(Document)
------------------------------------------------------------

I've always found Google applications on my Mac to be a bit out of place. Maybe it's part of the design they are going for, but even today, when I use their online apps, like Gmail, or desktop applications like Google Earth, they work well, but beautiful they are not. They are blocky, text heavy, lowest common denominator type of UIs. It's always felt to me like they didn't quite "get it" when it comes to blending into the platform and learning to be a "good citizen" on the user's platform of choice.

Today, it's clear to me why I've felt this way: Google isn't interested at all in "being a citizen" or part of a platform, they are interested in being the platform. If you look at the way Chrome is designed, it's not so much designed to be a good browser, as much as it is a good operating system for web applications. Google's desire is very much the same as Microsoft's, except abstracted a little higher up the stack. They want to own the platform upon which web applications are built, just like Microsoft wants to own the platform upon which desktop applications are built. This game of disintermediation seems to never end, but this time, what can Microsoft do? Or anyone else for that matter?

------------------------------------------------------------

(Written request 1) In the commentary on Google's software, what reason does the writer give for having long felt that Google applications seemed out of place on a Mac?
(Written request 2) Revise the part of the commentary on Google's software that opens with the words containing "I've always found" and closes with "platform of choice.", changing "blocky" to "clunky".

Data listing
------------------------------------------------------------

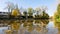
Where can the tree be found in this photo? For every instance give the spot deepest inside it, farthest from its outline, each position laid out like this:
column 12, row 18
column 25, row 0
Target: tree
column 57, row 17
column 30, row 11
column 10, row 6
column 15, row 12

------------------------------------------------------------

(Exercise result 1) Google isn't interested in being a "citizen" or part of a platform. It wants to be the platform itself. That is why its applications don't try to blend into the user's platform of choice.

(Exercise result 2)
I've always found Google applications on my Mac to be a bit out of place. Maybe it's part of the design they are going for, but even today, when I use their online apps, like Gmail, or desktop applications like Google Earth, they work well, but beautiful they are not. They are clunky, text heavy, lowest common denominator type of UIs. It's always felt to me like they didn't quite "get it" when it comes to blending into the platform and learning to be a "good citizen" on the user's platform of choice.